### INSTRUCTIONS TO FOLLOW:
Copy the entries that follow, exactly and completely.

### DATA TO USE:
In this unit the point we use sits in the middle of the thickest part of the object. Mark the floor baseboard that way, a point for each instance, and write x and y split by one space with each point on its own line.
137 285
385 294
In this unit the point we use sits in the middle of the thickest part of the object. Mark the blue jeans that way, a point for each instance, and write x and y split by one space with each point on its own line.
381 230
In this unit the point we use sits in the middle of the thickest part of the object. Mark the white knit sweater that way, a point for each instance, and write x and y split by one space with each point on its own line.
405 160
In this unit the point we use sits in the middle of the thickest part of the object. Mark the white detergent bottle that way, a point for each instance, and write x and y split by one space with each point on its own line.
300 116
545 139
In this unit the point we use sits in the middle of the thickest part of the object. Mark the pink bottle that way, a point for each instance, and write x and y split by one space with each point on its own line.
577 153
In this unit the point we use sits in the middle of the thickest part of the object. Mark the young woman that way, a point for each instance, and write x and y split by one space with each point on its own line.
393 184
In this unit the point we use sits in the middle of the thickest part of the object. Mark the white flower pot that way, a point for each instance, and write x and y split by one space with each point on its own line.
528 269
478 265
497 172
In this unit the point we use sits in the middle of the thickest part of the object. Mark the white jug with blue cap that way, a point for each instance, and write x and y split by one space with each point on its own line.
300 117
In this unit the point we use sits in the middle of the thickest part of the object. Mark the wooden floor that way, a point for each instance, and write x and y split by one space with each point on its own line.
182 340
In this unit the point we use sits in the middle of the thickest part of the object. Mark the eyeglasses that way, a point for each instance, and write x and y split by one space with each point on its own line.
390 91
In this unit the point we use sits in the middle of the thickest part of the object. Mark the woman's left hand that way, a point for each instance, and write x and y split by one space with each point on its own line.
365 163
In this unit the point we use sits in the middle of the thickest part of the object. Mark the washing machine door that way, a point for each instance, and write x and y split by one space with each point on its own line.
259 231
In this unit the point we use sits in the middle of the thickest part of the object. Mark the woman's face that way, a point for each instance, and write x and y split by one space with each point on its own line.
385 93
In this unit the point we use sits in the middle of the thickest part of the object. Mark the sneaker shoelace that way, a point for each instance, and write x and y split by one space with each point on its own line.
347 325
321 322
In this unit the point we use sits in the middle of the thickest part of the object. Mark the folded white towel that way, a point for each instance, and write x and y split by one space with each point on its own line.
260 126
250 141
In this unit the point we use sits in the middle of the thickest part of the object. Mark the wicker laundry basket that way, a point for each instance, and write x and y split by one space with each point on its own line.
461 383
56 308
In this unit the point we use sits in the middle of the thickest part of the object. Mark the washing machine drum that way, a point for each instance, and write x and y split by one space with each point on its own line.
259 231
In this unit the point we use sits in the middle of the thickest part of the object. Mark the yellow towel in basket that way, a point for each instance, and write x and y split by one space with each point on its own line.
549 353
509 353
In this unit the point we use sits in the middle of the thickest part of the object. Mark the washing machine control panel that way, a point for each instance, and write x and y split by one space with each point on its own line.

### EXERCISE OUTPUT:
In this unit the point we use sits in the middle of the thickest part of the object. Mark the floor baseboard that way, a point for each instance, and write x and y split by one space with each point on its own line.
137 285
385 294
In this unit the point we use sits in the middle of the thickest part of the object. Mark the blue jeans that way, a point for each instance, and write x and y split by one space with each point on its own line.
381 230
In this unit the point we use sits in the middle of the thickest part of the object. Mark the white knit sweater that way, a point for each instance, and write x and y split by one space with each point on its own line.
405 160
In this unit the point we use sits in the middle of the thickest part of the object. Mark the white detergent bottle that way, a point for each instance, and write x and y split by one space with each point on its own line.
300 116
545 139
In this unit the point we use sits in the middle of the thickest part of the object. Mark the pink bottle that way, a point for each instance, and write x and y split by one space with each point on its own line.
577 153
In this unit the point we use sits in the middle of the thickest part of the object. Mark the young woman that way, a point for each instance, and write x and y split by one space with each point on its own line.
393 184
In this unit the point we use sits in the middle of the thickest part of the object. Mark the white flower pot that way, a point for each instance, and write x and y split by one space with each point on its own line.
528 269
478 265
497 172
In this unit the point we use sits in the middle of the thickest part of the object. Mark the white jug with blue cap that way, a point for each instance, and write x and y split by one space with each point on its own line.
300 117
In this unit the point we use sits in the middle of the thickest part of the object. Mark the wooden floor that way, a point for each instance, and write x and y split by one space with each point on its own line.
182 340
In this unit the point we use sits in the middle of the thickest part of the object. Mark the eyeglasses that way, a point for each instance, and write x and y split by one space with each point on its own line.
390 91
In this unit the point we use sits in the middle of the thickest part of the object. Mark the woman's left hand that way, a point for each instance, and write x and y split by one space with each point on its own line.
365 163
In this unit the point we use sits in the middle of the thickest part of the object. Mark the washing machine door that way, a point for each instance, and write x and y split by one space with each point on its own line.
259 231
In this unit the point we use sits in the middle of the thickest part of the object. Mark the woman's face that way, a point for each instance, and write x and y split by one space with each point on its own line.
385 93
In this unit the point we use sits in the middle of the thickest part of the object. Mark the sneaker shoelace that way, a point for each instance, and write x and y split by one space with each point on its own line.
347 325
321 322
In this unit the point we use sits in the middle of the thickest part of the object. Mark the folded white towel that way, a point for each instance, and write x and y split by one space with each point on its own line.
260 126
250 141
In this unit the point we use sits in the middle of the thickest part of the object. Mark the wicker laundry basket that way, a point for each instance, and write x and y split by one space with each point on its own line.
461 383
56 308
In this unit the point we use sits in the middle of the thickest part of the object. Mark the washing machine drum that way, a point for each instance, and write x and y split by one space with each point on its own line.
259 231
In this unit the point we use sits in the middle of the thickest part of the object. Mark the yellow towel in basket that way, a point for each instance, and write x and y split by one space with each point on its own line.
549 353
509 353
In this unit the point we use sits in the middle of the thickest part of the object. Mark the washing machine control panel that way, a point for each instance, and write x and y split by one space with each point on its own line.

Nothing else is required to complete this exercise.